Entries supplied -

□ □ □ □ □

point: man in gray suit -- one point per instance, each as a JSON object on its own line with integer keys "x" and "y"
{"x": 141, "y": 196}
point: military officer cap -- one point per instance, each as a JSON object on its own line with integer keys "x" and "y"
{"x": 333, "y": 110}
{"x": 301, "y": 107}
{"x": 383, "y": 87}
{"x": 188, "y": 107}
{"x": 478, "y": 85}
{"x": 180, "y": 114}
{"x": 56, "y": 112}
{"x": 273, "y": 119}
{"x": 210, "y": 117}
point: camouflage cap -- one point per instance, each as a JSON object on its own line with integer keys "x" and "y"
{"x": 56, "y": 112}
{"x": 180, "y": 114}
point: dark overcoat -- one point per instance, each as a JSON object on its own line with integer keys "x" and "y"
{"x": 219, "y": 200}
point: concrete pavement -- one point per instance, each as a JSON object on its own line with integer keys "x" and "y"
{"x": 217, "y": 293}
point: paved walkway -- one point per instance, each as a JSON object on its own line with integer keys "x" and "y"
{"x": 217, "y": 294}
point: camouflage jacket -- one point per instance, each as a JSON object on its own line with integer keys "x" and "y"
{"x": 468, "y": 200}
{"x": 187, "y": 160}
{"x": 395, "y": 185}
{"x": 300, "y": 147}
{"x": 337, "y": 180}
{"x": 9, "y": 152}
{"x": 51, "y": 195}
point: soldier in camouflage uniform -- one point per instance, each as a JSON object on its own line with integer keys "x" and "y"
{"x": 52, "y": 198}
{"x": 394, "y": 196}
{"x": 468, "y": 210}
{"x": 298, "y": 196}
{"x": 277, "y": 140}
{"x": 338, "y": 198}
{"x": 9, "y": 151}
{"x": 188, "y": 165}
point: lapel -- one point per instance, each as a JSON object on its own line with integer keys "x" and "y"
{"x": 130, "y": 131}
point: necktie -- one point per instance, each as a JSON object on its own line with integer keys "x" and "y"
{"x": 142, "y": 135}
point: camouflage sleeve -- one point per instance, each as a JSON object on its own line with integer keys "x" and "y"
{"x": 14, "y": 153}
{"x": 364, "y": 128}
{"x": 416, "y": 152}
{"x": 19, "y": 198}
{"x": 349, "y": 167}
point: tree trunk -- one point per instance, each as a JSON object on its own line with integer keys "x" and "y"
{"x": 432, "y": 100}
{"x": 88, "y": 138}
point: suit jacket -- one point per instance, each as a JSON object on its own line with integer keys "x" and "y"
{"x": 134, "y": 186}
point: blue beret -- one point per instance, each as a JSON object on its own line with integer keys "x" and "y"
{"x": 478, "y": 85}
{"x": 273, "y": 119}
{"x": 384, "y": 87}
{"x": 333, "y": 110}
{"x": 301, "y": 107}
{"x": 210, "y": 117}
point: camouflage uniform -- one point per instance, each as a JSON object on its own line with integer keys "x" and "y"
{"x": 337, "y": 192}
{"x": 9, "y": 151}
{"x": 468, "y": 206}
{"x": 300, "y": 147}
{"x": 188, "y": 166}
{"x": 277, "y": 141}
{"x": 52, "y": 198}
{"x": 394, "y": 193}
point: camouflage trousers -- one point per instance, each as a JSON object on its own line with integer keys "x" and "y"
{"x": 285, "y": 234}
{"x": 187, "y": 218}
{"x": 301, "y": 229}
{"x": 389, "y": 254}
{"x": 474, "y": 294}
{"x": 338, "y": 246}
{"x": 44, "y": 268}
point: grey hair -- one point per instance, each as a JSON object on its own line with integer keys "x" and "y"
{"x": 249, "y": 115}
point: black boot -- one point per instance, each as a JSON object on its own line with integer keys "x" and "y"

□ □ □ □ □

Stated exercise - Give back, unchanged, every line from the one with "point: tree trunk" to the end of the entries above.

Worked answer -
point: tree trunk -- one point per instance, each as a JSON object on its own line with integer keys "x" and "y"
{"x": 432, "y": 100}
{"x": 88, "y": 138}
point: suit jacket -- one point per instance, each as a JSON object on its own line with integer keys "x" and "y"
{"x": 134, "y": 186}
point: blue beret -- one point per instance, each as a JSON object on its own line with integer keys "x" and "y"
{"x": 478, "y": 85}
{"x": 273, "y": 119}
{"x": 384, "y": 87}
{"x": 333, "y": 110}
{"x": 301, "y": 107}
{"x": 210, "y": 117}
point: camouflage uniform -- one point per instance, each as a JSON object on its own line with integer keys "x" and "y"
{"x": 337, "y": 192}
{"x": 9, "y": 151}
{"x": 468, "y": 206}
{"x": 300, "y": 147}
{"x": 188, "y": 166}
{"x": 277, "y": 141}
{"x": 52, "y": 198}
{"x": 394, "y": 193}
point: camouflage trousers -- one point per instance, each as a JSON object on its own line with integer keys "x" and "y"
{"x": 285, "y": 234}
{"x": 187, "y": 218}
{"x": 301, "y": 229}
{"x": 389, "y": 254}
{"x": 474, "y": 294}
{"x": 338, "y": 246}
{"x": 44, "y": 268}
point: grey hair -- one point per instance, each as a JSON object on its own line with integer keys "x" and "y"
{"x": 249, "y": 115}
point: black boot -- one point per instance, each as a JSON object on its own line with integer keys "x" and "y"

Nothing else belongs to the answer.